(Records from a data collection)
[BEGIN]

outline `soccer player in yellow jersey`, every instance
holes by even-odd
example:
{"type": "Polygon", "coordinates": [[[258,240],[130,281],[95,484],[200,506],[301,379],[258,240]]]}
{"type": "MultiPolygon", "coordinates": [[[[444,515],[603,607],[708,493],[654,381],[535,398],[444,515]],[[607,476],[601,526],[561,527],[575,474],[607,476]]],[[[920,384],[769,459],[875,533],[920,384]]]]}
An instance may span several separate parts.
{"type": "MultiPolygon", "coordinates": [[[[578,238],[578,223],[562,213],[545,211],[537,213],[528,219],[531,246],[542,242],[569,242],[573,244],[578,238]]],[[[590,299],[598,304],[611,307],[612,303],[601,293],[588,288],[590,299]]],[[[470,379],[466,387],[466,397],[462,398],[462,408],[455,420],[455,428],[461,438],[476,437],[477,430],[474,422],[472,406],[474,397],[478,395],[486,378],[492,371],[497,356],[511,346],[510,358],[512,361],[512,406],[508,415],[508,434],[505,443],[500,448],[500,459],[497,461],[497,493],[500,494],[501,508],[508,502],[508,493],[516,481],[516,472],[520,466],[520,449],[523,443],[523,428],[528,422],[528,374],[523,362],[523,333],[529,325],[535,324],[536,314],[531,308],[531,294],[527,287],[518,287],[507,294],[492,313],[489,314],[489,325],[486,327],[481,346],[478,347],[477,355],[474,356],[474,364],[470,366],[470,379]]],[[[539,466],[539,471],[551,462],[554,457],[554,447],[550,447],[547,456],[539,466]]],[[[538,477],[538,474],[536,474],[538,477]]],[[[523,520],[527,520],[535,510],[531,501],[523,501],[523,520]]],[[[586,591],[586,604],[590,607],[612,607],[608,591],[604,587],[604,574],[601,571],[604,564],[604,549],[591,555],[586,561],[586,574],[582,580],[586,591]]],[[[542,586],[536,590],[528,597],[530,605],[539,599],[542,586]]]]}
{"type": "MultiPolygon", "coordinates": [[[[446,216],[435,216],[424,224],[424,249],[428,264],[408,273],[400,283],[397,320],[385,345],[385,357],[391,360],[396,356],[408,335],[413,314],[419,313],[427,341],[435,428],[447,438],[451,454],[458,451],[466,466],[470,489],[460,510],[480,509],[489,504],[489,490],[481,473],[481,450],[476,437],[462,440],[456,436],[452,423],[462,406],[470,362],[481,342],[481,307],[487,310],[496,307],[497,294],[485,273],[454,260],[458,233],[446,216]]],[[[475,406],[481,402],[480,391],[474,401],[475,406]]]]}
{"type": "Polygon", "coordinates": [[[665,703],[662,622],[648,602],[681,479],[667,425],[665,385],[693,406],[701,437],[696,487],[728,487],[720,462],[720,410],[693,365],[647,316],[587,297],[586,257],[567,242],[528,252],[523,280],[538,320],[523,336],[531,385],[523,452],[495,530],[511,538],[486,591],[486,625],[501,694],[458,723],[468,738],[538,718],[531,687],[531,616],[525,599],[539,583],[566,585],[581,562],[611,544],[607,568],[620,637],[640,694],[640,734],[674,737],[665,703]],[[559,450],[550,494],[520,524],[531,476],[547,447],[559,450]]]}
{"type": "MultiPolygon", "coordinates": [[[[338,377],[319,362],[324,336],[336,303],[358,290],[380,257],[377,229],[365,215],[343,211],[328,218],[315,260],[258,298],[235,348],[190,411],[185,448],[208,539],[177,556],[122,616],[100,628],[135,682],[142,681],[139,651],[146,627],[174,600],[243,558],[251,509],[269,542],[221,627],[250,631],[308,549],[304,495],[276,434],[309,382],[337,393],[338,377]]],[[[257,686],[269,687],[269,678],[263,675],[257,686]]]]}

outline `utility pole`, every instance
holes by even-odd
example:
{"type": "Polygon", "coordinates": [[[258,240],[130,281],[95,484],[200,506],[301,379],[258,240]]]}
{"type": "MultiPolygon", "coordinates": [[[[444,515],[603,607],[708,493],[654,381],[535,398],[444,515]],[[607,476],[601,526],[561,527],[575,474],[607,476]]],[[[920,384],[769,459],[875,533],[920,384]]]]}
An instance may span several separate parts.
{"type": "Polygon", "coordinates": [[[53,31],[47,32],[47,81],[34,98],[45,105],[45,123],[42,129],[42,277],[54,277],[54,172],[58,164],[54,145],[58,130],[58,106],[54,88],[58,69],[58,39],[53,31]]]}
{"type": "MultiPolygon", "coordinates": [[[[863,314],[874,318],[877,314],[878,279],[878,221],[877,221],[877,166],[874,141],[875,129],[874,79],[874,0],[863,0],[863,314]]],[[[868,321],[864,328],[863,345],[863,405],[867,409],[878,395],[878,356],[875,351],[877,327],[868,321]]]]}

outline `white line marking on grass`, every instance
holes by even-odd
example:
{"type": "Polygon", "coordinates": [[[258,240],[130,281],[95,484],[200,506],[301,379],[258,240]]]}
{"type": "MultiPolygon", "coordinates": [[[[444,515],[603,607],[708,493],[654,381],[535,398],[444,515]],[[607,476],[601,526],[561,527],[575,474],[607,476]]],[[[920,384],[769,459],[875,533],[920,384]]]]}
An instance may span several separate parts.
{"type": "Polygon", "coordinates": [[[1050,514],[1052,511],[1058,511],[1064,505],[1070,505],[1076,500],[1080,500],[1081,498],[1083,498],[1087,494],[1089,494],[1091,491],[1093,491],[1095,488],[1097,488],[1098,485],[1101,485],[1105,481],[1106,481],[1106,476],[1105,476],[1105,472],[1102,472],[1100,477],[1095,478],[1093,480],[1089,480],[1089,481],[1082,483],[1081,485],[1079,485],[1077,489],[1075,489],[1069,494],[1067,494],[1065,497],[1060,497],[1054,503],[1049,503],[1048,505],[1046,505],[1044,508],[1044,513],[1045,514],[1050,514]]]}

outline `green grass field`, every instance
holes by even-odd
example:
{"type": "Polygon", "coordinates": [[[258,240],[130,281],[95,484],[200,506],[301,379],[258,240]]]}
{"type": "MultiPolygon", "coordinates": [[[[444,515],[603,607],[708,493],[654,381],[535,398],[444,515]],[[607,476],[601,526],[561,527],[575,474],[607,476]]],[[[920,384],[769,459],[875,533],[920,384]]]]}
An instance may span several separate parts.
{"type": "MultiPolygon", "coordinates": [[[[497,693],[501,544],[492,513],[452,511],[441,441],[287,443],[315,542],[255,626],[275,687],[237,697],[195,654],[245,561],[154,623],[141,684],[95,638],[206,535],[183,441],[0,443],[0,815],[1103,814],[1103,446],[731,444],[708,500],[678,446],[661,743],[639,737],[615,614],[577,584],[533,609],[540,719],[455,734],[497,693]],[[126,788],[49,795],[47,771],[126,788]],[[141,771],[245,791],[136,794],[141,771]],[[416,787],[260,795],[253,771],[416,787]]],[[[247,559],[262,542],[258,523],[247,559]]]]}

[END]

### [WHAT YOU HAVE TO DO]
Retype the lines from the one containing "line marking on" up to and including the last line of the records, keeping each one unchanged.

### [EXERCISE RESPONSE]
outline `white line marking on grass`, every instance
holes by even-odd
example:
{"type": "Polygon", "coordinates": [[[258,240],[130,281],[95,484],[200,506],[301,379],[258,240]]]}
{"type": "MultiPolygon", "coordinates": [[[[444,515],[603,607],[708,493],[654,381],[535,398],[444,515]],[[607,476],[601,526],[561,527],[575,474],[607,476]]],[[[920,384],[769,459],[875,533],[920,384]]]]}
An instance may span several separate parts.
{"type": "Polygon", "coordinates": [[[1050,514],[1052,511],[1058,511],[1064,505],[1070,505],[1076,500],[1080,500],[1081,498],[1083,498],[1087,494],[1089,494],[1091,491],[1093,491],[1095,488],[1097,488],[1098,485],[1101,485],[1105,481],[1106,481],[1106,476],[1105,476],[1105,472],[1102,472],[1100,477],[1095,478],[1093,480],[1089,480],[1089,481],[1082,483],[1081,485],[1079,485],[1077,489],[1075,489],[1069,494],[1067,494],[1065,497],[1060,497],[1054,503],[1049,503],[1048,505],[1046,505],[1044,508],[1044,513],[1045,514],[1050,514]]]}

outline `green grass field`, every instance
holes by even-odd
example:
{"type": "Polygon", "coordinates": [[[258,240],[130,281],[95,484],[200,506],[301,379],[258,240]]]}
{"type": "MultiPolygon", "coordinates": [[[[444,515],[603,607],[708,493],[654,381],[535,398],[444,515]],[[607,476],[601,526],[561,527],[575,474],[607,476]]],[[[920,384],[769,459],[875,533],[920,384]]]]}
An instance may span several separate parts.
{"type": "MultiPolygon", "coordinates": [[[[497,693],[501,544],[492,513],[452,511],[441,441],[287,443],[315,542],[255,626],[275,687],[237,697],[195,654],[245,561],[154,623],[141,684],[95,638],[206,535],[183,441],[0,443],[0,815],[1103,814],[1103,446],[731,444],[708,500],[678,446],[661,743],[639,737],[615,614],[577,584],[533,609],[540,719],[455,734],[497,693]],[[126,788],[49,795],[47,771],[126,788]],[[141,771],[245,791],[136,794],[141,771]],[[416,787],[260,795],[253,771],[416,787]]],[[[247,559],[262,542],[258,523],[247,559]]]]}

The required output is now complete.